Work to do>
1. Extract the passage of the comment thread that runs from "Figureitout May 14, 2013 10:32" up to and including "more dark times.", copying it word for word.
2. Count the lines of the records that contain the string "mitt", treating uppercase and lowercase as different. Reply with the number alone.

Source excerpt>
- - - - -
Figureitout May 14, 2013 10:32 AM

@Ac2
–Interesting but you should’ve waited, the mod just reminded people to wait. This thread is about police state.

I had to take my belt off to pay for a speeding ticket people. My ticket wasn’t put into the system where I could remotely pay for it, maybe to force me to walk thru the Rape-i-scan. The police state needs to stop now b/c I don’t want to think what else I’m going to have to take off.

Figureitout May 14, 2013 10:47 AM

It’s probably too late though and we’re heading for even more dark times.

Nick P May 14, 2013 10:49 AM

@ AC2 and Figureitout

Gentlemen, there is an easier way to do this: just post in the most recent squid thread. Your post will show up in that thread and in the “new comments”/last100comments page. Many regular readers look at the new comment page instead of individual threads so they don’t miss a good story or contribution to an older article.

So, you either post off topic stuff in the old friday thread or wait for the new one. Your choice.

20th century mammal May 14, 2013 10:57 AM

A decade ago, the FBI was heavily lobbying Congress for a law to give it new wiretapping powers: a law known as CALEA.

Wasn’t CALEA two decades ago?

If http://www.schneier.com/book-privacy.html was written now it would be even larger and even fewer people would finish it.

Christian May 14, 2013 11:43 AM

If you want to work against it my recommendation would be:
When ever some fellow American says something containing “It’s a free country…”, correct him/her and say: “No it isn’t! We have sacrificed that for our terrorism inspired laws!”
- - - - -
Excerpts of location labeling data>
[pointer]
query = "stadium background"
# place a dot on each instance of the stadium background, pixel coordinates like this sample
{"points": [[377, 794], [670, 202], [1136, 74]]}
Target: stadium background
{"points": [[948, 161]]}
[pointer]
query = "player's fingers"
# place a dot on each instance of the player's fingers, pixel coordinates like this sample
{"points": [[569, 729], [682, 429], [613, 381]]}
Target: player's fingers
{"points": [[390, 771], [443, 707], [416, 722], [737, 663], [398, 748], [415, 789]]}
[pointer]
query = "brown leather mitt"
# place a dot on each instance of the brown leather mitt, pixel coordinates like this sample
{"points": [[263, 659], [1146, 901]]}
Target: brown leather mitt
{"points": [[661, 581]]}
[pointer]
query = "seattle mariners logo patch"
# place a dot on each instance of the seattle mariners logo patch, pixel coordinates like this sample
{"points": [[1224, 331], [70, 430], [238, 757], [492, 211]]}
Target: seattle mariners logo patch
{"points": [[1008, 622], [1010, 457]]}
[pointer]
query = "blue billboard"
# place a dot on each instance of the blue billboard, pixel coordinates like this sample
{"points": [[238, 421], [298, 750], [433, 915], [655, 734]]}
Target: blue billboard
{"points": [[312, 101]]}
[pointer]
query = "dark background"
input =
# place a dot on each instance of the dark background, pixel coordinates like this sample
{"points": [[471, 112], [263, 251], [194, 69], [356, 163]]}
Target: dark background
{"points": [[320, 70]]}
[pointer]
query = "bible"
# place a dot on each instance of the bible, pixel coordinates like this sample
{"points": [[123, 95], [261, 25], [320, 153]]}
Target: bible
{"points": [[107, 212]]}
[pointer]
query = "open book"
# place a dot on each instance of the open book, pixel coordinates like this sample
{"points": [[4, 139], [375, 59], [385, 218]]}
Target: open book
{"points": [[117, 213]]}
- - - - -
The responses>
1.
Figureitout May 14, 2013 10:32 AM

@Ac2
–Interesting but you should’ve waited, the mod just reminded people to wait. This thread is about police state.

I had to take my belt off to pay for a speeding ticket people. My ticket wasn’t put into the system where I could remotely pay for it, maybe to force me to walk thru the Rape-i-scan. The police state needs to stop now b/c I don’t want to think what else I’m going to have to take off.

Figureitout May 14, 2013 10:47 AM

It’s probably too late though and we’re heading for even more dark times.

2. 3